Can you transcribe the listing below line for line, with no changes?

## Start Data to process

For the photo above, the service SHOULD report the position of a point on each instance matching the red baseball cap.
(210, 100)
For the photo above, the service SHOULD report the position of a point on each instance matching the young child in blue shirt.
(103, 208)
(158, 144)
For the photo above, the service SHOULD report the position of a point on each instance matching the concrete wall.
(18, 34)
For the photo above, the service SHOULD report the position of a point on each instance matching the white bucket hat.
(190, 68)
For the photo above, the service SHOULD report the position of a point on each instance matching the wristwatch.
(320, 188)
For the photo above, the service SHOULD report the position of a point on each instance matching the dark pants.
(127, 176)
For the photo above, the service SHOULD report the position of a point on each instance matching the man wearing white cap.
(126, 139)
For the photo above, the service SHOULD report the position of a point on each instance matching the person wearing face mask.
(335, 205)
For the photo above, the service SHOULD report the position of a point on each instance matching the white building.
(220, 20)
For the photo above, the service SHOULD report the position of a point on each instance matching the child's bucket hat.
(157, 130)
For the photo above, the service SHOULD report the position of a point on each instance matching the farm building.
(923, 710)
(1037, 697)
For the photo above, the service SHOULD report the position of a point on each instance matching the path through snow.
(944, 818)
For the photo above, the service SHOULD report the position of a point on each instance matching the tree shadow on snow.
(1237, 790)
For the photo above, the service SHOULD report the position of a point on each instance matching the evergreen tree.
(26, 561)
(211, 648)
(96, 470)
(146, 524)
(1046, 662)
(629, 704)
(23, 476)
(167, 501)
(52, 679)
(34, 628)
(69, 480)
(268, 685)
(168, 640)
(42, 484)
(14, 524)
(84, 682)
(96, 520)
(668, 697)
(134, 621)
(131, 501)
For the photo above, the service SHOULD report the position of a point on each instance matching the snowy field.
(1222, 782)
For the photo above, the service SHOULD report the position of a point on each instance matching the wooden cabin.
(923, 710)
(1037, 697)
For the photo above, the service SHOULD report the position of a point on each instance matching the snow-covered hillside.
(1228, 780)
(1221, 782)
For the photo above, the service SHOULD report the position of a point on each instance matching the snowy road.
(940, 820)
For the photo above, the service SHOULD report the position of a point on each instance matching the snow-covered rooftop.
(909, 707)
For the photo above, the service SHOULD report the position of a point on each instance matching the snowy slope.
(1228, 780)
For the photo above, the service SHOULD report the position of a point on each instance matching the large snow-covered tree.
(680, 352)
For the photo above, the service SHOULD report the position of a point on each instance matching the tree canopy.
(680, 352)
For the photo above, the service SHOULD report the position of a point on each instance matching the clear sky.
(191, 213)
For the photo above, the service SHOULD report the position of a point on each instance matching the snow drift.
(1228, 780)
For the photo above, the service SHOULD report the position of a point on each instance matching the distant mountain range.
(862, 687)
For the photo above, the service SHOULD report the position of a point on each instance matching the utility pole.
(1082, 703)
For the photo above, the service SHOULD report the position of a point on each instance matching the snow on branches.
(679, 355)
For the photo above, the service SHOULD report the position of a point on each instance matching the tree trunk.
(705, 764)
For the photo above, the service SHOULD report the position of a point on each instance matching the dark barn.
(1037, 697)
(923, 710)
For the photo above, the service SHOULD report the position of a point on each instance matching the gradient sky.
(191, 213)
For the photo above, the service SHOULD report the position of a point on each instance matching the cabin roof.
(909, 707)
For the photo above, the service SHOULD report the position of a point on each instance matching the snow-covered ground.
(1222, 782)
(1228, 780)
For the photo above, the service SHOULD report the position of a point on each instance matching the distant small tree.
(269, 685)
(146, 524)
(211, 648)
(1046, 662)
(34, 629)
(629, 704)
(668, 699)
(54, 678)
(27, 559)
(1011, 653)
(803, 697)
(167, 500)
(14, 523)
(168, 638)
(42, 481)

## End Data to process

** Task solution **
For the photo above, the service SHOULD report the position of a point on each instance matching the red baseball cap.
(210, 100)
For the photo above, the service SHOULD report the position of a point on each instance matching the young child in blue shirt.
(103, 208)
(158, 144)
For the photo above, the service SHOULD report the position of a point on each instance matching the concrete wall.
(18, 34)
For the photo above, the service SHOULD report the position of a point on each instance matching the white bucket hat.
(190, 68)
For the photo above, the service SHOULD report the position of a point on each instance matching the wristwatch.
(320, 188)
For the photo above, the service SHOULD report the position of a point on each instance matching the dark pants.
(127, 176)
For the photo above, the service SHOULD report the position of a point on each instance matching the man wearing white cap.
(126, 139)
For the photo above, the service SHOULD report the position of a point on each instance matching the person wearing face mask.
(335, 205)
For the photo above, the service SHOULD report the position of a point on each instance matching the white building.
(220, 20)
For the photo above, the service SHOULD report the position of a point on each instance matching the child's bucket hat.
(157, 130)
For the photo above, the service SHOULD report the position of a point on each instance matching the farm building.
(923, 710)
(1037, 697)
For the photo above, the service SHOULD report the position of a point on each instance matching the path through snow.
(944, 818)
For the photo above, the service SHOULD report the position of a point on each instance matching the tree shadow on snow.
(1237, 790)
For the photo above, the service SHOULD report the position of a point on each instance matching the evergreen tree.
(26, 561)
(211, 648)
(96, 470)
(146, 524)
(1046, 662)
(629, 704)
(23, 476)
(167, 501)
(52, 679)
(34, 628)
(69, 480)
(268, 685)
(168, 640)
(42, 484)
(14, 524)
(84, 682)
(96, 520)
(668, 697)
(134, 621)
(131, 501)
For the photo above, the service SHOULD report the position of a point on each instance matching the snowy field.
(1222, 782)
For the photo above, the service SHOULD report the position of a point on each instance matching the wooden cabin.
(923, 710)
(1037, 697)
For the photo above, the service SHOULD report the position of a point on each instance matching the snow-covered hillside.
(1228, 780)
(1221, 782)
For the photo above, the service SHOULD report the position of a point on each instance matching the snowy road.
(940, 820)
For the photo above, the service SHOULD report the position of a point on each instance matching the snow-covered rooftop.
(909, 707)
For the photo above, the service SHOULD report the position of a point on each instance matching the snowy slope.
(1228, 780)
For the photo above, the service SHOULD report the position of a point on each instance matching the large snow-covered tree.
(680, 352)
For the photo above, the service SHOULD report the position of a point on each instance matching the tree canopy.
(680, 352)
For the photo above, the service SHOULD report the position of a point on each instance matching the clear sky.
(191, 213)
For the photo above, the service SHOULD report the position of a point on each instance matching the snow drift.
(1228, 780)
For the photo above, the service SHOULD report the position of a point on each instance matching the distant mountain range.
(862, 687)
For the photo above, the service SHOULD report the position of a point on each instance matching the utility pole.
(1082, 703)
For the photo above, the service SHOULD report the position of a point on each instance matching the snow on branches.
(679, 355)
For the photo above, the service SHOULD report the position of a point on each instance matching the tree trunk.
(705, 764)
For the photo above, the service SHOULD report the position of a point on each instance matching the dark barn.
(1037, 697)
(923, 710)
For the photo above, the service SHOULD report the position of a point on each instance matching the gradient sky.
(191, 213)
For the photo above, the service SHOULD report the position of a point on each instance matching the cabin roof.
(909, 707)
For the photo above, the service SHOULD report the position of a point on each instance matching the snow-covered ground.
(1222, 782)
(1228, 780)
For the photo above, the service SHOULD report the position of a point on each instance matching the distant small tree.
(269, 685)
(146, 524)
(211, 648)
(1046, 662)
(34, 629)
(629, 704)
(668, 699)
(54, 678)
(27, 559)
(1011, 653)
(803, 697)
(167, 500)
(14, 523)
(168, 638)
(42, 481)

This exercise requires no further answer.